WHAT IS REQUIRED – Which lines below contain the string "asked"? List each of them in full.

INPUT –
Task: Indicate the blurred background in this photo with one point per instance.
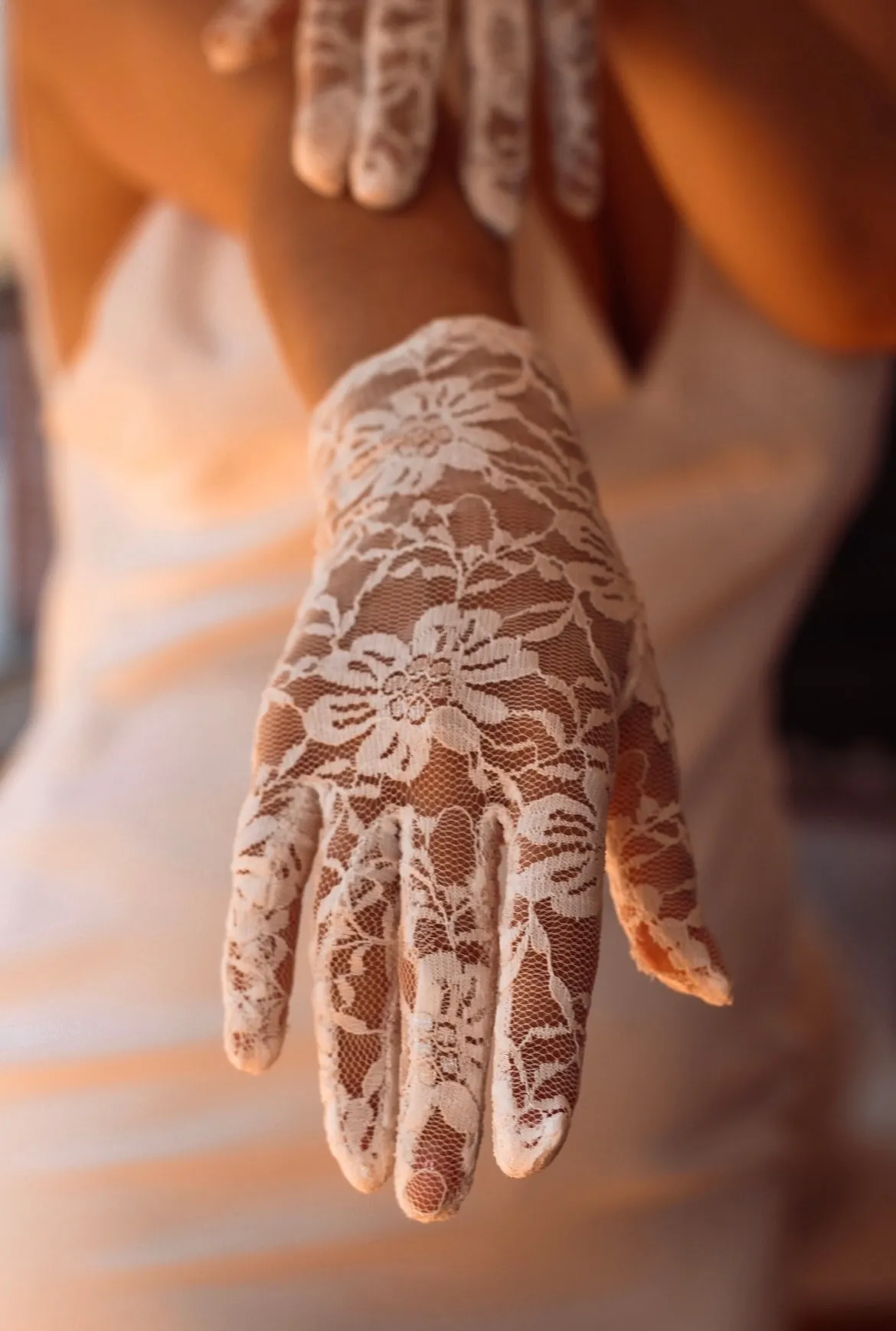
(838, 719)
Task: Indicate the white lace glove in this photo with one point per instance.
(368, 75)
(468, 699)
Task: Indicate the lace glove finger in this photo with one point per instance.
(497, 142)
(247, 32)
(650, 864)
(277, 838)
(402, 60)
(449, 868)
(328, 91)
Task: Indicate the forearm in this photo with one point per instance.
(126, 79)
(778, 142)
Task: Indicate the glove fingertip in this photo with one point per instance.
(495, 207)
(378, 182)
(705, 979)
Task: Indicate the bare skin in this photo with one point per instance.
(768, 128)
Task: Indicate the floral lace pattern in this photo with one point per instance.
(466, 710)
(368, 75)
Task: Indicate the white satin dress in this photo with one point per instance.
(147, 1186)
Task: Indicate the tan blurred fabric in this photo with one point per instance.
(146, 1183)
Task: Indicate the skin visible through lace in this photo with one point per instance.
(368, 80)
(465, 712)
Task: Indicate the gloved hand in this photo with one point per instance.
(368, 75)
(466, 708)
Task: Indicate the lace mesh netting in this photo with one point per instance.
(466, 706)
(368, 79)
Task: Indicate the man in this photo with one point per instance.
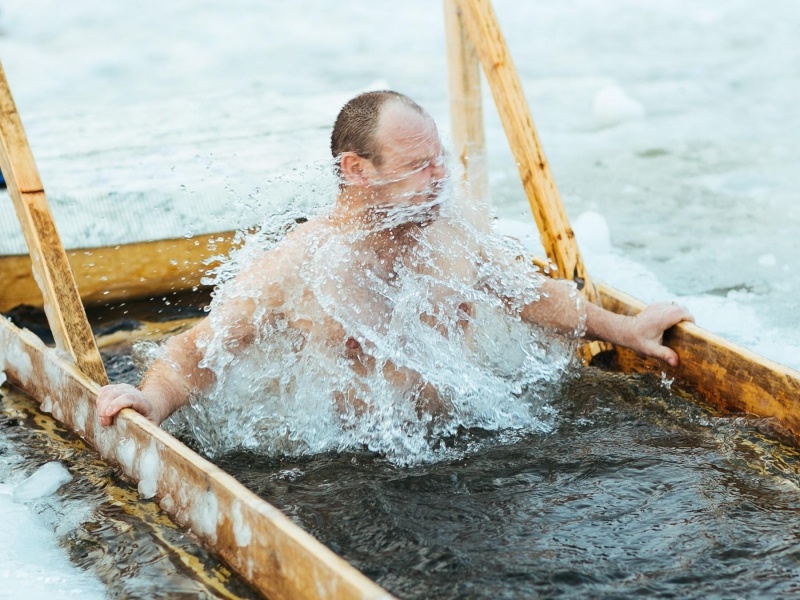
(389, 226)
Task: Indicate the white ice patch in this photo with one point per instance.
(126, 454)
(205, 514)
(81, 416)
(591, 231)
(612, 106)
(767, 260)
(241, 530)
(43, 482)
(149, 469)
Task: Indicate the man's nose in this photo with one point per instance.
(437, 169)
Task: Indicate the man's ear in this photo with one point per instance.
(352, 167)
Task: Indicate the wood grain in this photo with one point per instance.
(278, 558)
(118, 273)
(50, 266)
(466, 104)
(726, 375)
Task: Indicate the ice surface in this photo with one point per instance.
(613, 106)
(43, 482)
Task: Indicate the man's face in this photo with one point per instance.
(411, 171)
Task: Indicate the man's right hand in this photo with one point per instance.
(113, 398)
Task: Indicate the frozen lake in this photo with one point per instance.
(672, 130)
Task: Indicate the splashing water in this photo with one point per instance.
(392, 337)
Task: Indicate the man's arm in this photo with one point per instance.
(171, 380)
(560, 308)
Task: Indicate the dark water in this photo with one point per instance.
(128, 543)
(638, 493)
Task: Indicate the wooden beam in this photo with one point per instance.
(277, 557)
(466, 110)
(551, 219)
(726, 375)
(119, 273)
(63, 307)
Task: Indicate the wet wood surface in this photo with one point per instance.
(728, 376)
(466, 104)
(121, 272)
(49, 263)
(277, 557)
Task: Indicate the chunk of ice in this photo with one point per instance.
(612, 106)
(44, 481)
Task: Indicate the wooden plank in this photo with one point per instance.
(556, 234)
(63, 307)
(466, 109)
(119, 273)
(726, 375)
(278, 558)
(551, 219)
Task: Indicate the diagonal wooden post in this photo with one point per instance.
(480, 22)
(466, 110)
(49, 262)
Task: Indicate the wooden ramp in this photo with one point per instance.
(277, 557)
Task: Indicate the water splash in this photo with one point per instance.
(392, 338)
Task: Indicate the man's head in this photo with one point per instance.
(387, 150)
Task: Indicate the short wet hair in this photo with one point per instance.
(354, 129)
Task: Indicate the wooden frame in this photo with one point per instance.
(118, 273)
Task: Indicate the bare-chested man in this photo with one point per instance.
(391, 168)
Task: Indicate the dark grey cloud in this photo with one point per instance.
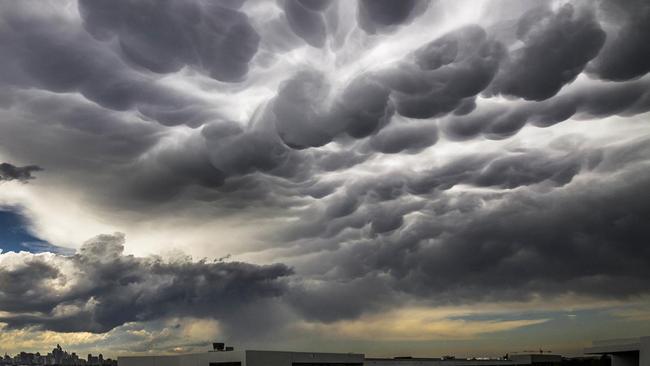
(625, 55)
(306, 19)
(10, 172)
(555, 48)
(316, 146)
(376, 16)
(445, 74)
(464, 247)
(306, 114)
(599, 100)
(212, 37)
(408, 137)
(101, 288)
(45, 51)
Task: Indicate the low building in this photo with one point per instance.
(514, 360)
(247, 358)
(624, 352)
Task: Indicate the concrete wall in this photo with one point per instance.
(193, 359)
(246, 358)
(625, 359)
(436, 362)
(275, 358)
(644, 354)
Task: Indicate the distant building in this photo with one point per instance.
(247, 358)
(515, 360)
(58, 357)
(624, 352)
(225, 356)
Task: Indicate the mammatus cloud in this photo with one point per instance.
(100, 288)
(10, 172)
(395, 154)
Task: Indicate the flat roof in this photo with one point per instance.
(614, 346)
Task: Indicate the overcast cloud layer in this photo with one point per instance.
(333, 161)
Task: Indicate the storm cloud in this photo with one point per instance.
(344, 159)
(10, 172)
(100, 287)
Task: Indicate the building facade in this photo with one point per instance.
(624, 352)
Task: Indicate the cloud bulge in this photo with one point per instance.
(342, 161)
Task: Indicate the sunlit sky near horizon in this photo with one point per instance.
(388, 177)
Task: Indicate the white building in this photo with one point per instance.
(247, 358)
(281, 358)
(624, 352)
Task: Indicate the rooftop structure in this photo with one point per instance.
(624, 352)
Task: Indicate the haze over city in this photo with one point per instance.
(466, 177)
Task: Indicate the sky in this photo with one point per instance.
(411, 177)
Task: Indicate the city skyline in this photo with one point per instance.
(413, 177)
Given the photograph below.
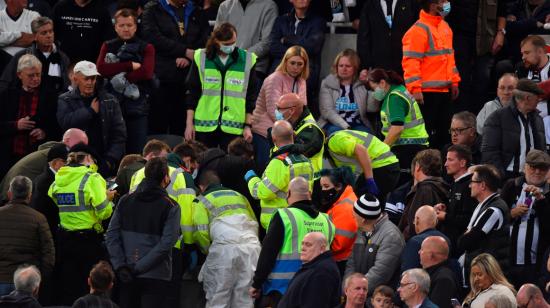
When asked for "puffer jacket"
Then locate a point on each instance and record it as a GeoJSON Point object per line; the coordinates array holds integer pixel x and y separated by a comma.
{"type": "Point", "coordinates": [143, 230]}
{"type": "Point", "coordinates": [25, 237]}
{"type": "Point", "coordinates": [377, 256]}
{"type": "Point", "coordinates": [161, 30]}
{"type": "Point", "coordinates": [72, 113]}
{"type": "Point", "coordinates": [331, 91]}
{"type": "Point", "coordinates": [501, 136]}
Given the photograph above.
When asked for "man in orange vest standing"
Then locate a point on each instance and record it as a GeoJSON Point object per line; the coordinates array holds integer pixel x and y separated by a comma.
{"type": "Point", "coordinates": [429, 68]}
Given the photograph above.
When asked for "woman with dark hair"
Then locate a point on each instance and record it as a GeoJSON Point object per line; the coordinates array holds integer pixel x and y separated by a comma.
{"type": "Point", "coordinates": [129, 64]}
{"type": "Point", "coordinates": [343, 100]}
{"type": "Point", "coordinates": [222, 94]}
{"type": "Point", "coordinates": [337, 198]}
{"type": "Point", "coordinates": [402, 121]}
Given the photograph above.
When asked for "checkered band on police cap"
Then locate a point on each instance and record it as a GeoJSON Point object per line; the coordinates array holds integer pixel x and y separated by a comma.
{"type": "Point", "coordinates": [367, 206]}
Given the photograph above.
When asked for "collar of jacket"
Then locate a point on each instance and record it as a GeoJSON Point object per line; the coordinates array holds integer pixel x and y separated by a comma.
{"type": "Point", "coordinates": [304, 114]}
{"type": "Point", "coordinates": [212, 188]}
{"type": "Point", "coordinates": [430, 19]}
{"type": "Point", "coordinates": [379, 222]}
{"type": "Point", "coordinates": [325, 255]}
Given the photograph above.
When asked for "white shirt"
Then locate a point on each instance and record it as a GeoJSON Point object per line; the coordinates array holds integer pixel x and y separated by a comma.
{"type": "Point", "coordinates": [10, 30]}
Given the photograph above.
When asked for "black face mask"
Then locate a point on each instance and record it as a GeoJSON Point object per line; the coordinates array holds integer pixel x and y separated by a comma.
{"type": "Point", "coordinates": [328, 197]}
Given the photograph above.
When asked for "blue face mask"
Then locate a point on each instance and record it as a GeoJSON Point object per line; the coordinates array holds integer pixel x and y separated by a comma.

EXERCISE ANSWER –
When asked for "puffer jacket"
When asked for "man in orange vest standing"
When asked for "woman with dark hair"
When asked for "checkered band on police cap"
When asked for "collar of jacket"
When asked for "white shirt"
When asked for "black face mask"
When asked for "blue face mask"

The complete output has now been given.